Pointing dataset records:
------------------------------
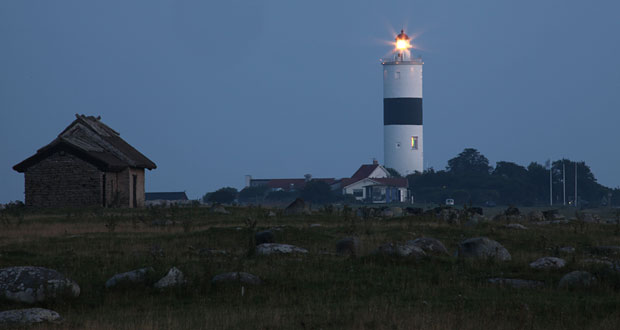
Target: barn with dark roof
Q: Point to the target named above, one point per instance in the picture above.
(88, 164)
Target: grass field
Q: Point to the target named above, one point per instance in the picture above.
(319, 290)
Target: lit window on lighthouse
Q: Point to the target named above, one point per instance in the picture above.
(414, 142)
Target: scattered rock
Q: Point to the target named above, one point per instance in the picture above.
(219, 209)
(567, 250)
(265, 236)
(511, 210)
(548, 263)
(23, 317)
(483, 248)
(577, 279)
(397, 250)
(275, 248)
(535, 216)
(606, 250)
(429, 245)
(174, 278)
(162, 223)
(349, 246)
(298, 206)
(516, 226)
(28, 284)
(240, 277)
(516, 283)
(136, 276)
(211, 252)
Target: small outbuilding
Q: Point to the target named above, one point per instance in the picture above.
(88, 164)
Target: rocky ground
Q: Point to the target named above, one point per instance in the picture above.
(254, 268)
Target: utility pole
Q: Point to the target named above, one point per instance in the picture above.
(575, 184)
(550, 183)
(564, 180)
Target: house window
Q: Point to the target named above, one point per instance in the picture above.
(414, 142)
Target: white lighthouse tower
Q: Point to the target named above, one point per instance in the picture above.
(402, 110)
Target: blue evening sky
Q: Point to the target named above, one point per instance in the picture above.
(214, 90)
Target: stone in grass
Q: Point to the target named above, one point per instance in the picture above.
(275, 248)
(516, 283)
(23, 317)
(348, 246)
(577, 279)
(516, 226)
(548, 263)
(28, 284)
(136, 276)
(174, 278)
(240, 277)
(265, 236)
(429, 245)
(398, 250)
(483, 248)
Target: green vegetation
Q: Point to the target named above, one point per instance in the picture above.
(469, 178)
(319, 290)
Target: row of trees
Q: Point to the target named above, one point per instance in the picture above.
(469, 178)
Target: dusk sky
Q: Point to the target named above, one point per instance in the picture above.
(214, 90)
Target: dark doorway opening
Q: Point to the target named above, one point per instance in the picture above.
(135, 186)
(103, 181)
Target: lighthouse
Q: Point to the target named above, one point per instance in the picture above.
(403, 141)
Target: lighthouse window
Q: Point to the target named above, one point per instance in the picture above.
(414, 142)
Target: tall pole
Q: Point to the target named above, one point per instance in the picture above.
(575, 184)
(564, 181)
(550, 183)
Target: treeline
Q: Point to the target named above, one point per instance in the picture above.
(469, 178)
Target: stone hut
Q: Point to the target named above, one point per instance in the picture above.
(88, 164)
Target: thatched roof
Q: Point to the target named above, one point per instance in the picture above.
(88, 138)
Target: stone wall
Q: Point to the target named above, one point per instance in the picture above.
(63, 180)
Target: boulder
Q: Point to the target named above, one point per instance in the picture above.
(298, 206)
(219, 209)
(516, 226)
(237, 277)
(265, 236)
(24, 317)
(174, 278)
(136, 276)
(429, 245)
(516, 283)
(348, 246)
(27, 284)
(535, 216)
(275, 248)
(548, 263)
(397, 250)
(577, 279)
(483, 248)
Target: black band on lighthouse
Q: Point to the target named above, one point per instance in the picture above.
(402, 111)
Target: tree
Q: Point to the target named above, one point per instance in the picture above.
(224, 195)
(393, 173)
(469, 162)
(317, 192)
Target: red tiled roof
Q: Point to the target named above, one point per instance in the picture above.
(295, 184)
(364, 171)
(392, 182)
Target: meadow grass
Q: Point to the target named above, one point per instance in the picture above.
(319, 290)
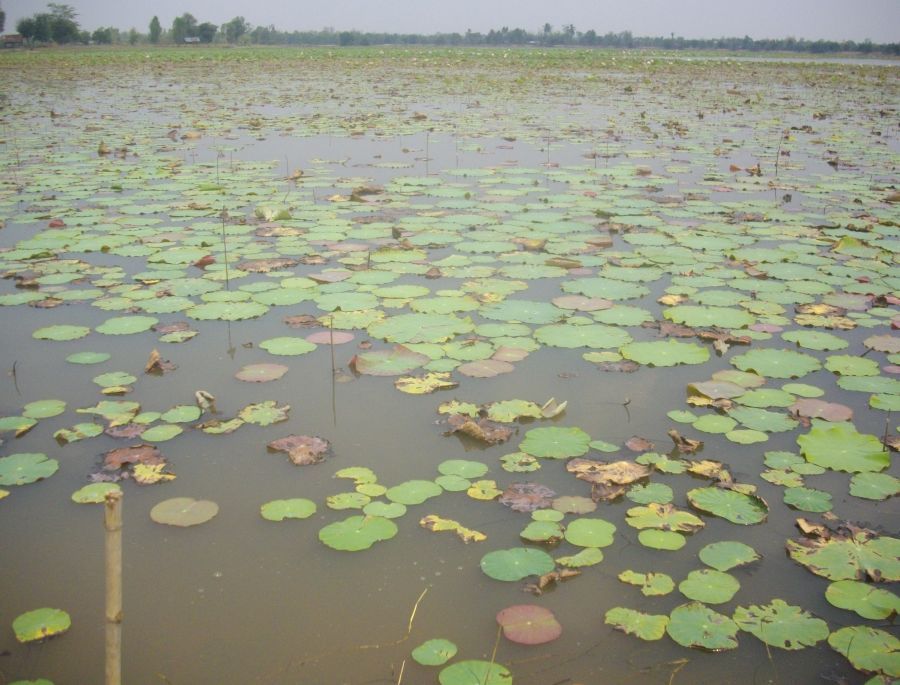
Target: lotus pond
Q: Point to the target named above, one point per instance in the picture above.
(450, 366)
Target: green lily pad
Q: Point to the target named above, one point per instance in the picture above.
(556, 442)
(781, 625)
(774, 363)
(413, 492)
(870, 650)
(126, 325)
(463, 468)
(60, 332)
(874, 486)
(865, 599)
(475, 672)
(287, 346)
(264, 413)
(161, 433)
(665, 353)
(656, 493)
(651, 584)
(839, 446)
(663, 517)
(184, 511)
(696, 625)
(27, 467)
(731, 505)
(435, 652)
(388, 510)
(588, 556)
(40, 624)
(394, 362)
(590, 532)
(807, 499)
(595, 336)
(727, 554)
(709, 586)
(850, 365)
(516, 564)
(357, 533)
(644, 626)
(88, 357)
(95, 493)
(280, 509)
(662, 539)
(853, 555)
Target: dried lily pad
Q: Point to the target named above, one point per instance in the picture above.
(529, 624)
(781, 625)
(261, 373)
(184, 511)
(302, 450)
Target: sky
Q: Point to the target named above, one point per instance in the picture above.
(878, 20)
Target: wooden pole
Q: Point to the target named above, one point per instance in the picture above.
(113, 520)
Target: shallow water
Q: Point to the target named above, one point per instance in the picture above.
(244, 600)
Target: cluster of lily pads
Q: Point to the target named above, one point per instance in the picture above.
(650, 246)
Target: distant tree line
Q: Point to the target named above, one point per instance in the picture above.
(59, 25)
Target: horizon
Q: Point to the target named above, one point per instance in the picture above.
(811, 20)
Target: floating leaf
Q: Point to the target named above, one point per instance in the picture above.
(184, 511)
(516, 564)
(394, 362)
(726, 555)
(866, 600)
(774, 363)
(651, 584)
(709, 586)
(264, 413)
(555, 442)
(529, 624)
(665, 353)
(590, 532)
(40, 624)
(357, 533)
(874, 486)
(781, 625)
(27, 467)
(644, 626)
(854, 554)
(474, 672)
(95, 493)
(280, 509)
(414, 492)
(302, 450)
(839, 446)
(435, 652)
(695, 625)
(869, 649)
(423, 385)
(731, 505)
(261, 373)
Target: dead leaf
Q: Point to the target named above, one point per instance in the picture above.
(302, 450)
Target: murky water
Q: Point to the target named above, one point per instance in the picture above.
(244, 600)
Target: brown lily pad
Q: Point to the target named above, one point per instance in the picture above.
(527, 497)
(529, 624)
(302, 450)
(261, 373)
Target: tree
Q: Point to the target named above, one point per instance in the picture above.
(206, 32)
(183, 26)
(155, 30)
(235, 28)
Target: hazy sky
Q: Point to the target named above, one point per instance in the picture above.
(878, 20)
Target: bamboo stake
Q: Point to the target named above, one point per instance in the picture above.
(113, 521)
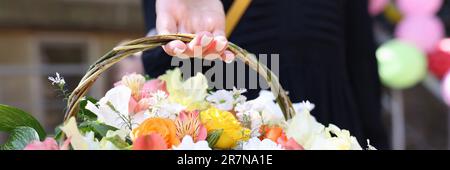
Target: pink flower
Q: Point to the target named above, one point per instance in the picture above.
(141, 91)
(47, 144)
(151, 87)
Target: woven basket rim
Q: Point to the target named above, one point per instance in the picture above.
(142, 44)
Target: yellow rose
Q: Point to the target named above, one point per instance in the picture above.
(215, 119)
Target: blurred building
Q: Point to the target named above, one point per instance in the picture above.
(39, 38)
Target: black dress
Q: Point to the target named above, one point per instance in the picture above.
(326, 50)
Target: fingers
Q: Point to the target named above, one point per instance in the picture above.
(165, 23)
(175, 48)
(228, 56)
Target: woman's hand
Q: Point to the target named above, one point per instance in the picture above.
(205, 18)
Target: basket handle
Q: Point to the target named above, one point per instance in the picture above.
(142, 44)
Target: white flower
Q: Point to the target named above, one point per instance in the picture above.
(87, 141)
(188, 144)
(238, 97)
(221, 99)
(303, 127)
(161, 107)
(370, 147)
(226, 100)
(58, 80)
(113, 109)
(304, 105)
(256, 144)
(341, 141)
(260, 111)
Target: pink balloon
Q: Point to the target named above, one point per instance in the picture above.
(419, 7)
(377, 6)
(446, 88)
(423, 31)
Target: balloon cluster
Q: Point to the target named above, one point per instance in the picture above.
(418, 43)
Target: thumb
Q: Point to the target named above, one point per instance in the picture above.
(165, 23)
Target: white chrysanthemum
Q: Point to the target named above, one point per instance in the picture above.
(341, 141)
(256, 144)
(221, 99)
(303, 127)
(262, 110)
(304, 105)
(161, 107)
(188, 144)
(113, 109)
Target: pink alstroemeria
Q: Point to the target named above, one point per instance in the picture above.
(141, 91)
(47, 144)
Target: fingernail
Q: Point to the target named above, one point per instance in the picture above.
(178, 51)
(206, 40)
(229, 58)
(220, 43)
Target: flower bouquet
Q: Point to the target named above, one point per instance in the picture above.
(168, 112)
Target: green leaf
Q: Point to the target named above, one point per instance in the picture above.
(11, 118)
(118, 142)
(98, 128)
(213, 137)
(19, 138)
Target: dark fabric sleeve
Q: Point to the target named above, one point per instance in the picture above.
(363, 71)
(155, 61)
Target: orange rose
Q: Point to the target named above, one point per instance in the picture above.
(164, 127)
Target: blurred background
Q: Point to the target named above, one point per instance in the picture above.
(40, 38)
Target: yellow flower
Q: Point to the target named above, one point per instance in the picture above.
(135, 82)
(233, 132)
(190, 93)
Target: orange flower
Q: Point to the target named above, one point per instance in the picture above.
(152, 141)
(164, 127)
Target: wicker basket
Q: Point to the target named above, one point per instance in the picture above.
(142, 44)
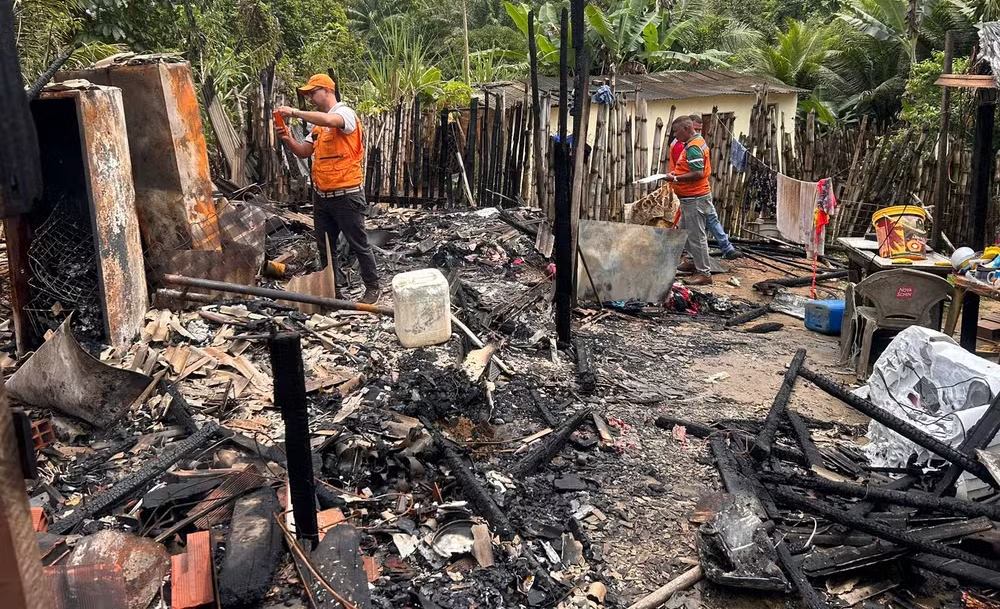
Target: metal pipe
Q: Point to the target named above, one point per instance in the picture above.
(235, 288)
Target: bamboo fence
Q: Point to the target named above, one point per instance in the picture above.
(427, 156)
------------------------------
◆ Description of the task
Rewrite the lines from the one containing "Target: dark fabric sleeve" through the final line above, requests included, and add 109 to every coordinate in the points. Leave the pictures out.

◆ Final answer
Target: dark fabric sleeve
Q: Point to the target named above, one point per instance in the picture above.
(472, 180)
(264, 170)
Target: orange rose
Q: Point to the target named above, one point per instance in the picture above.
(273, 236)
Target: blurred background
Q: Point to the target named above, one point per instance in the picture above.
(149, 147)
Target: yellow flower
Q: Point to the target named above, one point per instance in the picture above.
(244, 191)
(342, 241)
(299, 202)
Target: orange flower
Q: Point to the target named above, one point per instance in the picture above.
(261, 250)
(273, 236)
Target: wicker basket
Q: Point to the target named above, one point per instance in the picture above.
(251, 153)
Target: metal pipe
Q: Point to the target named above, one point per instance in the picture above.
(344, 397)
Target: bamboo fence
Q: Point to the target named above, one point per instance in the picture above.
(536, 265)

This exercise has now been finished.